start INPUT MATERIAL

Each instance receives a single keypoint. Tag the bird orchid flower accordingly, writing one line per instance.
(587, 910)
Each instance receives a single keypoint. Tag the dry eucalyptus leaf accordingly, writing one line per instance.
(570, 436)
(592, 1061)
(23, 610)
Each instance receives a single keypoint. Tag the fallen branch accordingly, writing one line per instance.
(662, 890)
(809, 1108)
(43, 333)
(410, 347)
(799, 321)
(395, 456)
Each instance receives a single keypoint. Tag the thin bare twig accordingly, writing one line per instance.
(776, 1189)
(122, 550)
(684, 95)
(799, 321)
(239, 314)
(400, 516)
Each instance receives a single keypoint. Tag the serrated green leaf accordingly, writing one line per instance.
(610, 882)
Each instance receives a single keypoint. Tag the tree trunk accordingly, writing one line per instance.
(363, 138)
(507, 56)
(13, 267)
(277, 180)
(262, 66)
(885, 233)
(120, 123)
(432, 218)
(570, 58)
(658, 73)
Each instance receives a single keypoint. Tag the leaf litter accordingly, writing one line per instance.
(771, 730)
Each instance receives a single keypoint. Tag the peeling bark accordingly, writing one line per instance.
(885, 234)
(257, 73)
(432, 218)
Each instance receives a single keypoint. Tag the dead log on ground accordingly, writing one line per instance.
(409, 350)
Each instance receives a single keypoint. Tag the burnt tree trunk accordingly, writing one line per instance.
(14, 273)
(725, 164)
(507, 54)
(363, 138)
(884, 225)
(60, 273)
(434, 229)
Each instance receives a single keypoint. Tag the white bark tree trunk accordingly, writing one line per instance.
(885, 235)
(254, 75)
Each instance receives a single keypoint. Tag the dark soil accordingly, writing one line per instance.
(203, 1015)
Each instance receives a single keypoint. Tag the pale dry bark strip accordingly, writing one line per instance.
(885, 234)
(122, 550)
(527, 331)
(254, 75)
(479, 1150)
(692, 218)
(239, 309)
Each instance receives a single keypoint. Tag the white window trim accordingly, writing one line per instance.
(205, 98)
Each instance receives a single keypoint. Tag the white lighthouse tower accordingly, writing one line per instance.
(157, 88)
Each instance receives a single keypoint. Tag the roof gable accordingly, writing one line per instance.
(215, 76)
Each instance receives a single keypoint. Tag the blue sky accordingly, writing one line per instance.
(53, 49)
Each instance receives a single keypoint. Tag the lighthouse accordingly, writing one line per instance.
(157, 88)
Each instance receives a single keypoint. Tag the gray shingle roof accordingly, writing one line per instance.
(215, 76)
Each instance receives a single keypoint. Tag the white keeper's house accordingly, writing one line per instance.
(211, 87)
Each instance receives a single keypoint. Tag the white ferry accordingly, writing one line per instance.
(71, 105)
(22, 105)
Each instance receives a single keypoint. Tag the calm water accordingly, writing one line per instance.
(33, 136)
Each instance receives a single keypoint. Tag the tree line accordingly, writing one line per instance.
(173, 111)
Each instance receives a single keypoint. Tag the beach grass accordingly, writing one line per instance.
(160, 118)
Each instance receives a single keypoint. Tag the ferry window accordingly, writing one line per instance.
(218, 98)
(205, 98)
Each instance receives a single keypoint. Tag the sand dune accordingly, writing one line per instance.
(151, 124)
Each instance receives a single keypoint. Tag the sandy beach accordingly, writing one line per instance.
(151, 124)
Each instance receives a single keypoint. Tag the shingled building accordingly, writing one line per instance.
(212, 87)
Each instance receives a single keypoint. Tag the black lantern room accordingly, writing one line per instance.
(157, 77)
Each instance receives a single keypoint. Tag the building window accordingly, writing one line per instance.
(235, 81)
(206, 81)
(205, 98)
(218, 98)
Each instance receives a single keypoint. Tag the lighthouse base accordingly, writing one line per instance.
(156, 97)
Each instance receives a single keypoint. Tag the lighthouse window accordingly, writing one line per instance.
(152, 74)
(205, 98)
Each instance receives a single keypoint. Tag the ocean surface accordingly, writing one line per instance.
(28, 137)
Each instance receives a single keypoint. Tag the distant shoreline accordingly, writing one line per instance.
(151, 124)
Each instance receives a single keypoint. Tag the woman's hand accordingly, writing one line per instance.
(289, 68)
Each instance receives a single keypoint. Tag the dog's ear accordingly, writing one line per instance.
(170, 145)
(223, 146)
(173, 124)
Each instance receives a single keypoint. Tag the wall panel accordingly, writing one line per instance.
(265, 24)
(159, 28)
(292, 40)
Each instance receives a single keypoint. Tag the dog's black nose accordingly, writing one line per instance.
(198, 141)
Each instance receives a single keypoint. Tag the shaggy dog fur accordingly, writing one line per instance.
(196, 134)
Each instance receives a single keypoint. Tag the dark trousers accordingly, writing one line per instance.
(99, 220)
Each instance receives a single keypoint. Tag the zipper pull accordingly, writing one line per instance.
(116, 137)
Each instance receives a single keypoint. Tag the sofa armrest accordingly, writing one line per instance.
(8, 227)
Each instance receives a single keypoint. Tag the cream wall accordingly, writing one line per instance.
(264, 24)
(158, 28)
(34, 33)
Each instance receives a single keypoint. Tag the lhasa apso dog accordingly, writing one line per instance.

end INPUT MATERIAL

◆ PROBLEM TO SOLVE: Print these lines again word for word, from the line with "Each instance receives a single keypoint. Tag the tree trunk" up to and including the line with "(203, 1015)".

◆ THE OUTPUT:
Each instance receives a single keypoint. Tag the tree trunk accordingly, writing one line per instance.
(363, 138)
(507, 56)
(13, 267)
(277, 180)
(262, 66)
(885, 233)
(120, 123)
(432, 218)
(570, 58)
(658, 73)
Each instance receives a single keypoint. Tag the leaf litter accordingly, writing one line per instance.
(771, 730)
Each instance receives a single keypoint. Tag the peeling bark accordingly, writing one line per instance.
(885, 234)
(257, 73)
(432, 218)
Each instance receives a single keypoint. Tag the dead log on ground accordingly, writing one line per instance.
(409, 350)
Each instance receives a single keypoint. Tag the burnt tree trunk accordingly, writing one line per instance.
(14, 273)
(725, 164)
(507, 54)
(363, 138)
(884, 225)
(60, 273)
(434, 229)
Each instance receives a single keypoint. Tag the white bark tree trunk accordingly, writing one line per instance.
(885, 235)
(254, 75)
Each instance receives a single keypoint. Tag the dark soil accordingly, writing one line per instance.
(203, 1015)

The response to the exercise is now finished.